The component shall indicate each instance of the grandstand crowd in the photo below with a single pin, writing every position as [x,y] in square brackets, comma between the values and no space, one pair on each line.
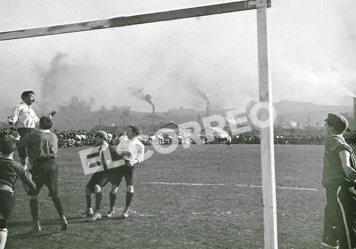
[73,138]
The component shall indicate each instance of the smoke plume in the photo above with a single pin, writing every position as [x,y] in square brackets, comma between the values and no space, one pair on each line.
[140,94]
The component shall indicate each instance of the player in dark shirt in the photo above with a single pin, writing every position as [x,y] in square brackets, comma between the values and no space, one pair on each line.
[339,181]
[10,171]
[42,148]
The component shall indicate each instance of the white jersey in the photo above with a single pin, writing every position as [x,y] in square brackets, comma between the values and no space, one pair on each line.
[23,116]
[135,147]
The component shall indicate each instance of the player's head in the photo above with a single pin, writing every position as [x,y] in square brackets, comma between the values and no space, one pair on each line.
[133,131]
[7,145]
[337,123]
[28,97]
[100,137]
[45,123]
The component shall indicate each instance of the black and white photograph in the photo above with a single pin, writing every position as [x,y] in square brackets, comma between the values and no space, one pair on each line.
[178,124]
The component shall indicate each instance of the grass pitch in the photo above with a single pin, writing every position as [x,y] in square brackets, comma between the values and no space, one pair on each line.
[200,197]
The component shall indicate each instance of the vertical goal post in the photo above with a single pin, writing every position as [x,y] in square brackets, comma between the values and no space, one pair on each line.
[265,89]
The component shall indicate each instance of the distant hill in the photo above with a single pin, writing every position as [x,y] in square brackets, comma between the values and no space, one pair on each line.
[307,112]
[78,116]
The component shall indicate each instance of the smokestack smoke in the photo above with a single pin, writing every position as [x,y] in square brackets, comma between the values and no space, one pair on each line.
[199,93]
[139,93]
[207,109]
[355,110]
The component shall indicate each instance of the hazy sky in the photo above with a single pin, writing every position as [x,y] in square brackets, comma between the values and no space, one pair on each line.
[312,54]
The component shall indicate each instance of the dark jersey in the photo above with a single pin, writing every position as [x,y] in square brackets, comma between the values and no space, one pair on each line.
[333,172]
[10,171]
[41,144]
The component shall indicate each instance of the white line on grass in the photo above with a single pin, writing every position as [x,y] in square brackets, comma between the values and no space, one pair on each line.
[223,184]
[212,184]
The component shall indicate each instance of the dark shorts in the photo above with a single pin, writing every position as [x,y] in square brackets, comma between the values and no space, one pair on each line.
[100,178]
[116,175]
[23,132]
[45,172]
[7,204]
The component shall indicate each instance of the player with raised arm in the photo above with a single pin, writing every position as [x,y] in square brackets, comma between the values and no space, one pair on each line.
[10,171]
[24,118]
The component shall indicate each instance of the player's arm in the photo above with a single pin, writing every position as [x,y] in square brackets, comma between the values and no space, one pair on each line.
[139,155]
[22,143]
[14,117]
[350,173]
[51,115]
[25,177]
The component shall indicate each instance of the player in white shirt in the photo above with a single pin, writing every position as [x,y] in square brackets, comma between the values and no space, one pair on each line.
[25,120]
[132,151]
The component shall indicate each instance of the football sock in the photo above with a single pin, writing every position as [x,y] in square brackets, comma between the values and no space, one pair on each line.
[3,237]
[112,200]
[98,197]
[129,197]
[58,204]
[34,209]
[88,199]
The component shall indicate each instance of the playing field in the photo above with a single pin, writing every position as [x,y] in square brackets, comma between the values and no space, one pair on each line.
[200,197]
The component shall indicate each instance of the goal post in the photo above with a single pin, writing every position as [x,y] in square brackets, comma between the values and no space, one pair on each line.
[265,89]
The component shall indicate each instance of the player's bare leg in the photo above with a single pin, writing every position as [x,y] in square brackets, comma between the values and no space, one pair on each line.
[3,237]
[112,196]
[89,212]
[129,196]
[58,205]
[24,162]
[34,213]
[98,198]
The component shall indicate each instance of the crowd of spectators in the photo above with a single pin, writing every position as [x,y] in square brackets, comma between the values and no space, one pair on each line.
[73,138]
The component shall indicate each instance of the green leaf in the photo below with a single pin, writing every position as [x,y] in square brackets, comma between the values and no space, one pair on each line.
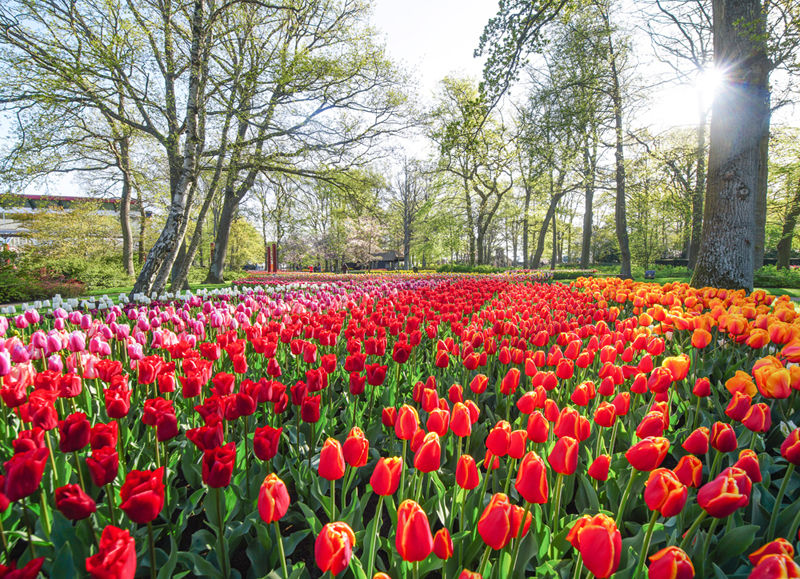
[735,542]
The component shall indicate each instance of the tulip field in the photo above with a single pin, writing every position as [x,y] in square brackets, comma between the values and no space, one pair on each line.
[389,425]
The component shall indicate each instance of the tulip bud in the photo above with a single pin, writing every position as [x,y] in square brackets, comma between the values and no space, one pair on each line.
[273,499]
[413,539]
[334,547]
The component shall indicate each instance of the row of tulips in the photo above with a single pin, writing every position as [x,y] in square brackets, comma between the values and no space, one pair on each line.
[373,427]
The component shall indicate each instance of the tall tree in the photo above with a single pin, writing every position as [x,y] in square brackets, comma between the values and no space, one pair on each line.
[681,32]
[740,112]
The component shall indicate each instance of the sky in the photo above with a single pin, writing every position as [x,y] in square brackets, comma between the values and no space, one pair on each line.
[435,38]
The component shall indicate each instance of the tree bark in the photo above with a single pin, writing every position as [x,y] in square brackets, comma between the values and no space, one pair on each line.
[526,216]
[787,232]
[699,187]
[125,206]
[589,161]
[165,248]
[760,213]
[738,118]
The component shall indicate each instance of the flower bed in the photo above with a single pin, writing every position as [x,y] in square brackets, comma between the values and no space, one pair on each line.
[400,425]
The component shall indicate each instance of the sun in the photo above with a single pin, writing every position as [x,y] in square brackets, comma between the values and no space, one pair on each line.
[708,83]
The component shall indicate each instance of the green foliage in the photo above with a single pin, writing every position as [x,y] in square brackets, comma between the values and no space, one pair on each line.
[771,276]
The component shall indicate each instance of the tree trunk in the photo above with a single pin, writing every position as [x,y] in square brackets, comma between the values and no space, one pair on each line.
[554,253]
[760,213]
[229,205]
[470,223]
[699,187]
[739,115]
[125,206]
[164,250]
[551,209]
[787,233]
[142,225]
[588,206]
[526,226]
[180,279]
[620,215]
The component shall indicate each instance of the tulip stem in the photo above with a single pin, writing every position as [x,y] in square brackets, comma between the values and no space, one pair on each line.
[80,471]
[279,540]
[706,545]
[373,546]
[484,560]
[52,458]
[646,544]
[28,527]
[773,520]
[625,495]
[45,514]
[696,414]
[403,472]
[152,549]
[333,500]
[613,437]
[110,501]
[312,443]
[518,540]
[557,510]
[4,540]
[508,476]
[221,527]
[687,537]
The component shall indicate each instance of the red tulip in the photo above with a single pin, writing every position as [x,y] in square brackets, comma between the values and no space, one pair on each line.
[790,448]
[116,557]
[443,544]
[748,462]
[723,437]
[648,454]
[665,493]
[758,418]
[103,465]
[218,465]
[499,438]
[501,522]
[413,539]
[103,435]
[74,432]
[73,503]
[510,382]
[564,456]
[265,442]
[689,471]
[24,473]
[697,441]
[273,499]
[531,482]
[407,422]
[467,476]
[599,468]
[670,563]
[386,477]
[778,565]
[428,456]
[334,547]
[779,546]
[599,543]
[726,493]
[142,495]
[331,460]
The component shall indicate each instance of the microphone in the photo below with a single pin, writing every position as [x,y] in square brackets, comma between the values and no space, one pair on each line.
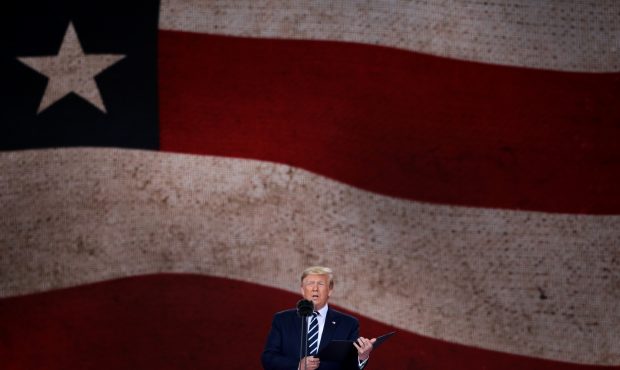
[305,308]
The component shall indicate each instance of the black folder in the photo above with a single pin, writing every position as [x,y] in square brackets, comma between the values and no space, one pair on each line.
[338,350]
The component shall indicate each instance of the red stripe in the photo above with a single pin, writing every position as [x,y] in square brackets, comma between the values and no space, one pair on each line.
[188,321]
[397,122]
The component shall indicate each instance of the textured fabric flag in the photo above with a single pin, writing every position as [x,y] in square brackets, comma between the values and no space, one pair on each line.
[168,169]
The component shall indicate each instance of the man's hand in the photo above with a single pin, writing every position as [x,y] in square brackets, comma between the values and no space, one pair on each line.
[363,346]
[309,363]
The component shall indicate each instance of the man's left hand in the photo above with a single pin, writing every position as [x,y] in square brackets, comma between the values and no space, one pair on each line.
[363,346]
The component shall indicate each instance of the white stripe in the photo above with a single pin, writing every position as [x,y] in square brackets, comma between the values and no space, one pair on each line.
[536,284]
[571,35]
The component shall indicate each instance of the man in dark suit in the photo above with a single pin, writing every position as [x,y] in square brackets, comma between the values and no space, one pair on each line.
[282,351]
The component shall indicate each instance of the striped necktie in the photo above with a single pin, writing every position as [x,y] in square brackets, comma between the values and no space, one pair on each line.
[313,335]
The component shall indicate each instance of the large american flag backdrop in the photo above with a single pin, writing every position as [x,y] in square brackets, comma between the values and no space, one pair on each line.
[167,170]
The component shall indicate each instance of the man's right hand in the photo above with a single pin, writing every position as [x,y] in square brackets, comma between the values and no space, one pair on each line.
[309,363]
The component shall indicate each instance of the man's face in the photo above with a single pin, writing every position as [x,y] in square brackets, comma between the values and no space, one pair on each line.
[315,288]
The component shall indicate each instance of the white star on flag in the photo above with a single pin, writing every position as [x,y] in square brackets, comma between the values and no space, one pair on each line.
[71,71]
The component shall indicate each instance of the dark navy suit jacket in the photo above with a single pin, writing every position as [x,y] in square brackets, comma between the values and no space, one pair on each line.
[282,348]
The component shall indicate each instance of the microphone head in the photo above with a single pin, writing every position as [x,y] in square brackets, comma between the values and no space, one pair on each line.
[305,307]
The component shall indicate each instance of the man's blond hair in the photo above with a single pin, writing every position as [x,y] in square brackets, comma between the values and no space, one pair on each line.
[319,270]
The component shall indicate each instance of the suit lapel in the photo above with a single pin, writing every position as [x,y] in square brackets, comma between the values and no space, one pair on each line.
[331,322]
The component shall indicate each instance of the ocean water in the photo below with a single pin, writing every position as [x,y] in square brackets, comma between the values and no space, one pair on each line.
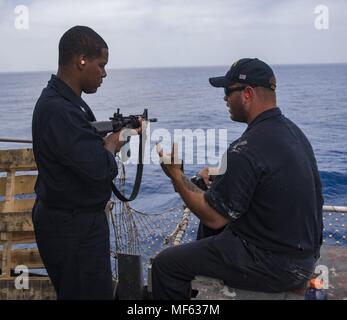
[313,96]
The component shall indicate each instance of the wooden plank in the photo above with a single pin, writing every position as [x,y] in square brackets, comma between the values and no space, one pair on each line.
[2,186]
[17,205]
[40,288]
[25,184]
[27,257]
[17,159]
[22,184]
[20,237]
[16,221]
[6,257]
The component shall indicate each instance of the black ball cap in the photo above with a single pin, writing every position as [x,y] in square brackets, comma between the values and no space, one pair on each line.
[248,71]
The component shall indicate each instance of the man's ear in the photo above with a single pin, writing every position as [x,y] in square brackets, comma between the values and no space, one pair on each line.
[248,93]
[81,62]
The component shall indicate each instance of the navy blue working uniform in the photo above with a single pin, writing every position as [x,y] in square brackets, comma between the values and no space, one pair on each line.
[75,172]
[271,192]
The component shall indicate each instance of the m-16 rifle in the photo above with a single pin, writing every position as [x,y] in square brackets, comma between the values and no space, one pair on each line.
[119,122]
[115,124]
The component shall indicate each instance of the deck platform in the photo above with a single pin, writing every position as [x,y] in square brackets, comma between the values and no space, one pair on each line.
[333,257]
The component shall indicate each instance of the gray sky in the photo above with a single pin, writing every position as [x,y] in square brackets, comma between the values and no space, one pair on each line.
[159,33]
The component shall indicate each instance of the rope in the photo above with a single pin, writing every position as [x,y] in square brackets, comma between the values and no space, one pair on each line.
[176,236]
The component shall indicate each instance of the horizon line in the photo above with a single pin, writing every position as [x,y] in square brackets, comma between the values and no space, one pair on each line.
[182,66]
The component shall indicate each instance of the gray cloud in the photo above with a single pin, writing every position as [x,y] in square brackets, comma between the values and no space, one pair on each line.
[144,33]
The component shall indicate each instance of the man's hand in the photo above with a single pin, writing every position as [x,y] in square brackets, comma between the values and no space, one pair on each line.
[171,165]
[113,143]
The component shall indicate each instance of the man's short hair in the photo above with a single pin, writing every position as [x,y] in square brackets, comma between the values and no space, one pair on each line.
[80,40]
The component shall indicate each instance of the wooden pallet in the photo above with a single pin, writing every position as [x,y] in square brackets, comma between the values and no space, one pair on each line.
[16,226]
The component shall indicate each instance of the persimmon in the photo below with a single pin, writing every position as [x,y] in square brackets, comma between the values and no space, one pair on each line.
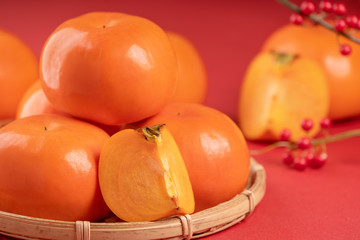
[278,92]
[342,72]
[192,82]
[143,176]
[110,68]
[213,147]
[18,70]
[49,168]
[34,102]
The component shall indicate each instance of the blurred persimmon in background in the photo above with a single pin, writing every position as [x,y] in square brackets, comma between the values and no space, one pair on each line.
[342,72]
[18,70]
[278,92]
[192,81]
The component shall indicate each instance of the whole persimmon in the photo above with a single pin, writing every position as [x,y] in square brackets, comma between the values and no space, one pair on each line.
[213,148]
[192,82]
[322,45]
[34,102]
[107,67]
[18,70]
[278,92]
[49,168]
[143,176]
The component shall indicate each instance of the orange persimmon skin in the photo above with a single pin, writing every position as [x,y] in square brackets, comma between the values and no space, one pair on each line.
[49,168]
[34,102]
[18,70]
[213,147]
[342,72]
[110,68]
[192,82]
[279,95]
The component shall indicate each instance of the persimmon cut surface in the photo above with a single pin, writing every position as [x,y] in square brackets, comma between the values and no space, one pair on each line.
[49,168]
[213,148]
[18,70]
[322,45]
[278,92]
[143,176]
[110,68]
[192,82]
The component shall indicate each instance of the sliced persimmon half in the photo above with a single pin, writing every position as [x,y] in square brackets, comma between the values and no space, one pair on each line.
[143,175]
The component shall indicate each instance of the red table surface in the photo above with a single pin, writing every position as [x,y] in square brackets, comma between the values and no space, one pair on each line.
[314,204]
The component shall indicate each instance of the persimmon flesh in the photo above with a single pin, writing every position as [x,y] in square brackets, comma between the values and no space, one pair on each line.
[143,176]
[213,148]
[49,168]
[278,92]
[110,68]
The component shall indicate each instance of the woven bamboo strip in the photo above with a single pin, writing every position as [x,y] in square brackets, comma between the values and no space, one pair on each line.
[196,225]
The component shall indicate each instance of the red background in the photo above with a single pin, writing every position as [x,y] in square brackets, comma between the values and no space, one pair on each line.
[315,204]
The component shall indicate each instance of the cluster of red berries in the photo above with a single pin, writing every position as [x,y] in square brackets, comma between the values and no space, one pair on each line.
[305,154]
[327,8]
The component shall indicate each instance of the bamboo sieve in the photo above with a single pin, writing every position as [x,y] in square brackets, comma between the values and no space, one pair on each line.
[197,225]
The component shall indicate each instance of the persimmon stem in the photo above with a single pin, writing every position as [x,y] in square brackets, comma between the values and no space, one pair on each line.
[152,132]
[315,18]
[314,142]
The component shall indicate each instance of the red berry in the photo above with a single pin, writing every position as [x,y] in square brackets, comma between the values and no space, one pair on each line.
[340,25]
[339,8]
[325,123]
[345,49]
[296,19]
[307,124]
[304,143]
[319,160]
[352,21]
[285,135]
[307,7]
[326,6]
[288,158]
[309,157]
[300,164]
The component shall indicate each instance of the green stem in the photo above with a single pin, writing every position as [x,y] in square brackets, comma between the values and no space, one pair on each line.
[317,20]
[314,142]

AIM OF THE TASK: Give everything from the line containing "The component shall indicate each instance of the green stem" down to the end of the material above as a JSON list of strings, one string per line, leaving out any blank lines.

TASK RESPONSE:
[
  "The component shall indicate each instance of the green stem in the photo above with a single pin, writing every position as [x,y] in square brackets, comma between the values and no space, one pair on each line.",
  "[317,20]",
  "[314,142]"
]